:: Directive ::
Copy out the stretch from the start of the entries through the line containing "M 115 112 L", requests included, and shift every coordinate in the answers up by 8.

:: Records to use ::
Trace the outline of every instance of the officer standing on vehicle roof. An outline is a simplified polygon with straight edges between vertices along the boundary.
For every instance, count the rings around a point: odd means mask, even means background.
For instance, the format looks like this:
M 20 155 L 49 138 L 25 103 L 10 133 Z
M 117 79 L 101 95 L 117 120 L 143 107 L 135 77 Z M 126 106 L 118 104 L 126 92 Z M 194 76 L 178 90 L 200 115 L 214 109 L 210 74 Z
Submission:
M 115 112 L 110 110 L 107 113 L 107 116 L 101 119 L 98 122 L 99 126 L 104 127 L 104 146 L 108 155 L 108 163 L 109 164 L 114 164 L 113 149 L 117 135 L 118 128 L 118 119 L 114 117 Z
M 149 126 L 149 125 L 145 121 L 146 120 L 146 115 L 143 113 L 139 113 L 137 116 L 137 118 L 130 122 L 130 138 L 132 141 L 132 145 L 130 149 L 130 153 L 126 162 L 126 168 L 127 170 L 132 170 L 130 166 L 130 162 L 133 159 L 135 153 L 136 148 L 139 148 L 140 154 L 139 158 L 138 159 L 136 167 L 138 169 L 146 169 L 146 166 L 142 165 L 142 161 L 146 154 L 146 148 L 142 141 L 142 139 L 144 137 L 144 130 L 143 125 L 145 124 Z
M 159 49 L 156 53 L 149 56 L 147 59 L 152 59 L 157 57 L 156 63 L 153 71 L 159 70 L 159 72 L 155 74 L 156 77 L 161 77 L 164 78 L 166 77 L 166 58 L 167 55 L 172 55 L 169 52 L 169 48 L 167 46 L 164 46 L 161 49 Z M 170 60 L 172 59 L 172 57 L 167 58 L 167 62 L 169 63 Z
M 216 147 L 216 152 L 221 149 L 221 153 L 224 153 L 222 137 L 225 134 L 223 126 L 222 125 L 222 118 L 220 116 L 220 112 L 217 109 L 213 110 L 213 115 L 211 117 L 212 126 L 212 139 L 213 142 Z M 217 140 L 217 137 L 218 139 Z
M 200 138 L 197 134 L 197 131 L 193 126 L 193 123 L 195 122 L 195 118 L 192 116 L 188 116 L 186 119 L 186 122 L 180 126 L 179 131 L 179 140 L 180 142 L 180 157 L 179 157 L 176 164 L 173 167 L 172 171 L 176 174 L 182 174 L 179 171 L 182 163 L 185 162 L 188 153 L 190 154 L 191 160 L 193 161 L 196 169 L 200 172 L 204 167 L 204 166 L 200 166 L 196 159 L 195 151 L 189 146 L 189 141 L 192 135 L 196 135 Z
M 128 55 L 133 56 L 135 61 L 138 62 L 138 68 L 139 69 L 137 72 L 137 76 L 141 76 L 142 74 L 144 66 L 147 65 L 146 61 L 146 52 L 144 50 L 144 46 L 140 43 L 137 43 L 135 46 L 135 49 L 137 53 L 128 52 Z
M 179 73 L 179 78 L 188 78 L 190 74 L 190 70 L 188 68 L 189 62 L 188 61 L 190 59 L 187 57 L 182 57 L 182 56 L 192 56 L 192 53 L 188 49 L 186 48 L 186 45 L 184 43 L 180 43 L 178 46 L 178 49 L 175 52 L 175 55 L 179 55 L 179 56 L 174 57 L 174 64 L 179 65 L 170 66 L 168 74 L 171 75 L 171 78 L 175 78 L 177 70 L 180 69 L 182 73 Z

:: Answer to the task ::
Trace the outline of every instance of the officer standing on vehicle roof. An outline is a simplified polygon with straight edges between vertices along the boundary.
For every instance, count the rings around a point: odd means mask, even means background.
For instance, the format looks like this:
M 20 155 L 49 138 L 25 103 L 10 133 Z
M 117 79 L 101 95 L 117 120 L 143 107 L 135 77 Z M 126 106 L 118 104 L 126 92 Z M 194 76 L 178 90 L 200 115 L 214 109 L 210 74 Z
Submission:
M 123 120 L 118 118 L 115 121 L 115 124 L 109 127 L 106 130 L 107 134 L 112 135 L 112 154 L 116 163 L 116 171 L 117 172 L 122 172 L 121 157 L 125 143 L 126 136 L 126 127 L 122 125 Z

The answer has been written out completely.